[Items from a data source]
____________

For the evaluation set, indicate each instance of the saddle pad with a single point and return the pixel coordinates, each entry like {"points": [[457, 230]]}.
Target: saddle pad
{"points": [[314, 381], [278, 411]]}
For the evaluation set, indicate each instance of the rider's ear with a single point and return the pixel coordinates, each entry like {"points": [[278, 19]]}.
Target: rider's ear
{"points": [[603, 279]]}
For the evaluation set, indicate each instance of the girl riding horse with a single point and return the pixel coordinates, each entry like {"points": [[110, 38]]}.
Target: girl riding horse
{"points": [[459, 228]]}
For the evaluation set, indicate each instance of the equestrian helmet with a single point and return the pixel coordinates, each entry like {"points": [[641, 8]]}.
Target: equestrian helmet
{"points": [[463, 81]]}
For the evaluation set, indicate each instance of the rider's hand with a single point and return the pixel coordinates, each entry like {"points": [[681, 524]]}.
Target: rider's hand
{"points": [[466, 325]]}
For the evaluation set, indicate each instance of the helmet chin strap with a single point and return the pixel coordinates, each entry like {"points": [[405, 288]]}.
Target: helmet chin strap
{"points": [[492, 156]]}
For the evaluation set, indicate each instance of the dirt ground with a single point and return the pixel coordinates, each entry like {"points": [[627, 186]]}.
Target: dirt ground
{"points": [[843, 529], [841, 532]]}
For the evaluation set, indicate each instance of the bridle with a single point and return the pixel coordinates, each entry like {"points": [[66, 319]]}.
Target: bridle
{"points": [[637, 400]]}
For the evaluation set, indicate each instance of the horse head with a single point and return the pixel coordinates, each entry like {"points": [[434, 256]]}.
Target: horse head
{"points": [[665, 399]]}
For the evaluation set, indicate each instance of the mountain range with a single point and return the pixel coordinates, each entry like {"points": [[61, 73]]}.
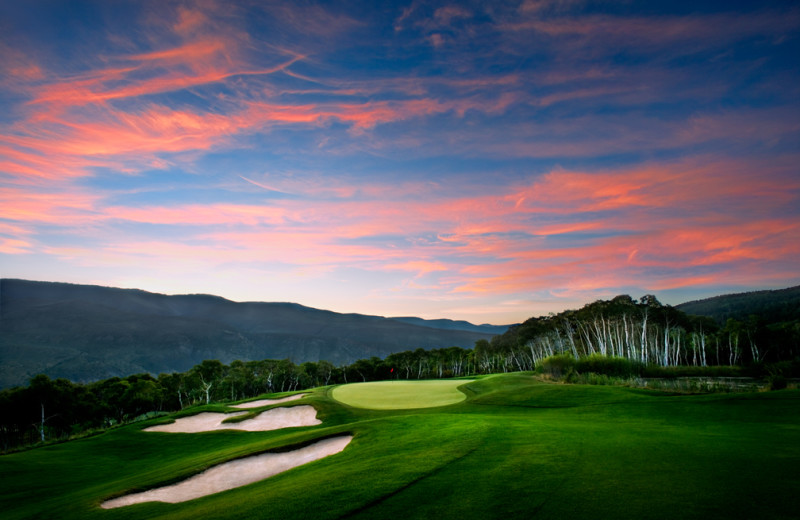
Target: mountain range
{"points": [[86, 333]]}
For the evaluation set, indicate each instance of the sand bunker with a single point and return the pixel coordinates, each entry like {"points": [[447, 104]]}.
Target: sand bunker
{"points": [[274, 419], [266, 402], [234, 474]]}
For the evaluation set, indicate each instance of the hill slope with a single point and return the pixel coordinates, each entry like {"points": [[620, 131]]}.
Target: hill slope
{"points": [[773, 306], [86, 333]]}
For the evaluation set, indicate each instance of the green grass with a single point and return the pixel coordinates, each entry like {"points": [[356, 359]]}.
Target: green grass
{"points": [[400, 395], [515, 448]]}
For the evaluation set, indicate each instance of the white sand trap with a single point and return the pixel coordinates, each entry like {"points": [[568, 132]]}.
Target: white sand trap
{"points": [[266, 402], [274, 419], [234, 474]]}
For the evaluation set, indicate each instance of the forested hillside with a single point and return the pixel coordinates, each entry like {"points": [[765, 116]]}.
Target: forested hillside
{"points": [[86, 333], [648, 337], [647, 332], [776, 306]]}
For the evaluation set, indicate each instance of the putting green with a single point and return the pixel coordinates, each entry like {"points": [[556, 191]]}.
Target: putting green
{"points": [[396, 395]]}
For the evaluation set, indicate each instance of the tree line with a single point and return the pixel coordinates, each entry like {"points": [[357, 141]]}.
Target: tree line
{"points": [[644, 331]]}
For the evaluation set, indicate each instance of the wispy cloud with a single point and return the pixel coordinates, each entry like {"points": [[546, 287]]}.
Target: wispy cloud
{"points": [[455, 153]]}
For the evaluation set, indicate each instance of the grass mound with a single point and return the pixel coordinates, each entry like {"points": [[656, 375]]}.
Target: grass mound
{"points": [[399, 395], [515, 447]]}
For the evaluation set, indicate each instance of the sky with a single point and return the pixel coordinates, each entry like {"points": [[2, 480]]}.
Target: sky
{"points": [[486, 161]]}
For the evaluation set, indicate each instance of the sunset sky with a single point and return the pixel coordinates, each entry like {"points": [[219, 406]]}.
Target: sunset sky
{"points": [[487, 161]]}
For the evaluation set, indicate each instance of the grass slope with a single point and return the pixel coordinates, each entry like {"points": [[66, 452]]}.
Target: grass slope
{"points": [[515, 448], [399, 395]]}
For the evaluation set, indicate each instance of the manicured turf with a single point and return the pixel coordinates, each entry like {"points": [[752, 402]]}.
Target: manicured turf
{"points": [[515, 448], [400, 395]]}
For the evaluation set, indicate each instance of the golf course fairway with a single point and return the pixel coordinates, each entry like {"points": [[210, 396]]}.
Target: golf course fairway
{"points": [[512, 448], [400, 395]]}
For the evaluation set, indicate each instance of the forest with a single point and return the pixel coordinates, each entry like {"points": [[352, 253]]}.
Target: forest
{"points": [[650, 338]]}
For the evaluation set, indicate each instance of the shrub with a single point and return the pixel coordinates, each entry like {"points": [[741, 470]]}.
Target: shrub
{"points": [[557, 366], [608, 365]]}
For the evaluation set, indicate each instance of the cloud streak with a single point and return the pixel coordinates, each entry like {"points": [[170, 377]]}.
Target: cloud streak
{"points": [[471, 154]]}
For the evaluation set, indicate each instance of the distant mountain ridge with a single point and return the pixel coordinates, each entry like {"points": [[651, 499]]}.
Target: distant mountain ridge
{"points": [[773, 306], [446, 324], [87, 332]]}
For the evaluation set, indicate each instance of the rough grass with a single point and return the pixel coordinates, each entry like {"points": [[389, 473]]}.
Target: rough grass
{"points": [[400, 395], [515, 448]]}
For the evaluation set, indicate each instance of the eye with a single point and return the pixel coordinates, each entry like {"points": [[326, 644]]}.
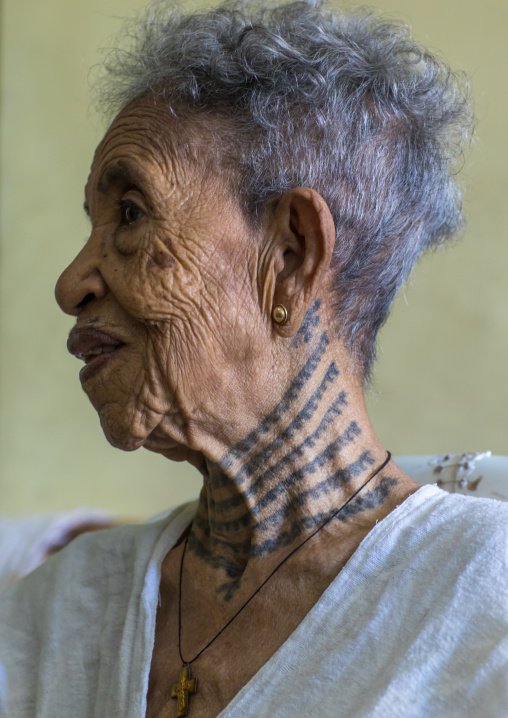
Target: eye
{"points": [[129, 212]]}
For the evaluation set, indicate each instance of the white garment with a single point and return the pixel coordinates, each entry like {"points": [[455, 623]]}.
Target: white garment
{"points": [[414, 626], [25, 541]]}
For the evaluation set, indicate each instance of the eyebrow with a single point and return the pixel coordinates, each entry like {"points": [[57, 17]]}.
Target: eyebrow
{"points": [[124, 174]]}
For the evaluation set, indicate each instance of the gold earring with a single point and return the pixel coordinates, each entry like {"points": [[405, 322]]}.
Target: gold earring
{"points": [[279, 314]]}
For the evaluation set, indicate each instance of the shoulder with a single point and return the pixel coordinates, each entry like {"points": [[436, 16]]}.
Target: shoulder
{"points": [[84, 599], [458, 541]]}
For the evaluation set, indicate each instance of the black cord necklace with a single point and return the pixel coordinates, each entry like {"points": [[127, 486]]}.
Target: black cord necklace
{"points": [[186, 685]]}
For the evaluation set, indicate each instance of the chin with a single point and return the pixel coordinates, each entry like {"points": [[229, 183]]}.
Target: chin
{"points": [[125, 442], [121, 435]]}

____________

Rewrite the data above with "evaluation set" swapped for "test set" everywhere it occurs, changing nothing else, and leave out the pictures.

* [Task solution]
For the test set, indicate each instance of the saddle pad with a single point and return the pixel coordinates, each entry like {"points": [[457, 230]]}.
Target: saddle pad
{"points": [[314, 381], [278, 411]]}
For the test set, indicate each instance of the rider's ear with a single point and return the pixel coordinates, each entry like {"points": [[278, 19]]}.
Target: rider's ear
{"points": [[603, 279]]}
For the test set, indicate each instance of the girl riding horse with a single point and return the pixel coordinates, each entry like {"points": [[110, 38]]}.
Target: girl riding horse
{"points": [[459, 228]]}
For the test set, indicate each instance of the equestrian helmet with a single point and return the pixel coordinates, each entry like {"points": [[641, 8]]}.
Target: equestrian helmet
{"points": [[463, 81]]}
For the test set, indicate each instance of the rider's hand with a single point and return the pixel coordinates, each entry like {"points": [[681, 524]]}.
Target: rider's hand
{"points": [[466, 325]]}
For the test set, indicate each instance of the helmet chin strap with a single point and return the pixel coordinates, each entry like {"points": [[405, 288]]}.
Target: helmet chin strap
{"points": [[492, 156]]}
For the test set, indicate each instance of the dirt ground with a single point and return the pixel coordinates, each entry like {"points": [[627, 186]]}.
Target: dirt ground
{"points": [[843, 529], [841, 532]]}
For the test set, indicate each instance of the bridle with a single point and return the pixel coordinates, each entry like {"points": [[66, 319]]}.
Target: bridle
{"points": [[637, 400]]}
For the test set, indicate each instance of the horse head with a single point and return the pixel coordinates, each entry like {"points": [[434, 256]]}.
Target: horse head
{"points": [[665, 399]]}
For the test set, indicate each instance of the mountain range with a single point and return the pixel coordinates, each entry like {"points": [[61, 73]]}.
Target: mountain range
{"points": [[86, 333]]}
For the test set, indicate each instance of the sand bunker with a single point and return the pixel coordinates, each entry like {"points": [[447, 104]]}.
Target: sand bunker
{"points": [[274, 419], [266, 402], [234, 474]]}
For the test set, indicate each instance of the hill slope with a single point and return the pixel coordinates, each entry like {"points": [[620, 131]]}.
Target: hill slope
{"points": [[773, 306], [86, 333]]}
For the test set, indicate each instance of the green grass with a single point and return the pixel coordinates, each entry like {"points": [[356, 359]]}.
Target: green grass
{"points": [[400, 395], [515, 448]]}
For the test set, indicate each instance of the white sand trap with a single point and return the pixel coordinates, each entry like {"points": [[568, 132]]}.
Target: white sand trap
{"points": [[266, 402], [274, 419], [234, 474]]}
For the test set, indicate each instance of the forested hillside with a single point and return the pixel coordinates, each entry like {"points": [[765, 116]]}.
Target: forested hillside
{"points": [[86, 333], [648, 337], [647, 332], [776, 306]]}
For the test set, indicate each instance of the putting green with a single point and return the pixel coordinates, each entry like {"points": [[556, 191]]}.
Target: putting green
{"points": [[396, 395]]}
For the test set, indicate each instance of the tree line with a single point and return the pixel coordinates, each entry like {"points": [[357, 141]]}.
Target: tree line
{"points": [[644, 331]]}
For the test set, indicate each instance of the wispy cloud with a single point and return the pixel coordinates, each entry like {"points": [[546, 287]]}.
Target: wispy cloud
{"points": [[455, 153]]}
For the test set, indicate each instance of the grass mound with a single point and return the pixel coordinates, each entry like {"points": [[656, 375]]}.
Target: grass mound
{"points": [[399, 395], [515, 447]]}
For the test set, indicate each instance of the sky with a single point and return the pixel coordinates, each entry like {"points": [[2, 480]]}.
Target: sky
{"points": [[486, 161]]}
For the test set, indicate each instance of the sunset sky with a single point and return the pixel coordinates, each entry like {"points": [[219, 406]]}.
Target: sunset sky
{"points": [[487, 161]]}
For the test set, indicate each instance of the grass slope with a single point and return the pixel coordinates, each entry like {"points": [[66, 452]]}.
Target: grass slope
{"points": [[515, 448], [399, 395]]}
For the test set, indicate each instance of the manicured turf with a single point and return the pixel coordinates, each entry like {"points": [[752, 402]]}.
Target: manicured turf
{"points": [[515, 448], [400, 395]]}
For the test set, indicate each instance of the golf course fairway with a single point and return the pixel coordinates, each entry like {"points": [[210, 396]]}.
Target: golf course fairway
{"points": [[512, 448], [400, 395]]}
For the test set, indicate each instance of the forest with a single point and return the pixel coordinates, each entry like {"points": [[352, 253]]}.
Target: forest
{"points": [[650, 338]]}
For the test set, indicate each instance of the shrub with a single point and return the pixel coordinates, each entry like {"points": [[741, 470]]}.
Target: shrub
{"points": [[557, 366], [608, 365]]}
For the test set, indicate each instance of the cloud streak with a single point and return the pixel coordinates, each entry like {"points": [[170, 377]]}.
Target: cloud streak
{"points": [[471, 154]]}
For the test set, indicate each instance of the distant mountain ridge with a single point and return the pixel coordinates, each entry like {"points": [[651, 499]]}.
Target: distant mountain ridge
{"points": [[773, 306], [446, 324], [87, 332]]}
For the test set, indicate each instance of the rough grass with a single point and return the pixel coordinates, each entry like {"points": [[389, 473]]}.
Target: rough grass
{"points": [[400, 395], [515, 448]]}
For the test set, indicate each instance of the eye with a single point and return the pixel coordinates, each entry like {"points": [[326, 644]]}.
Target: eye
{"points": [[129, 212]]}
For the test set, indicate each instance of the white garment with a single point and return the pixel coordinates, each entry like {"points": [[455, 623]]}.
Target: white garment
{"points": [[414, 626], [25, 541]]}
For the test set, indicate each instance of the eyebrow with a single point and return the pixel coordinates, each entry like {"points": [[57, 17]]}.
Target: eyebrow
{"points": [[124, 174]]}
For the test set, indicate each instance of the gold earring with a single point and return the pixel coordinates, each entry like {"points": [[405, 322]]}.
Target: gold earring
{"points": [[279, 314]]}
For the test set, indicate each instance of the shoulder with a single point and return the pixel coordinates, each entry like {"points": [[436, 16]]}.
Target: shoulder
{"points": [[84, 599], [458, 541]]}
For the test set, indicate each instance of the black cord necklace with a single point and return the pixel coordinates, each entry like {"points": [[127, 486]]}.
Target: black cord necklace
{"points": [[186, 685]]}
For the test set, indicate each instance of the chin with a single point and return the pixel coordinates, each entry like {"points": [[229, 183]]}.
Target: chin
{"points": [[125, 442], [121, 435]]}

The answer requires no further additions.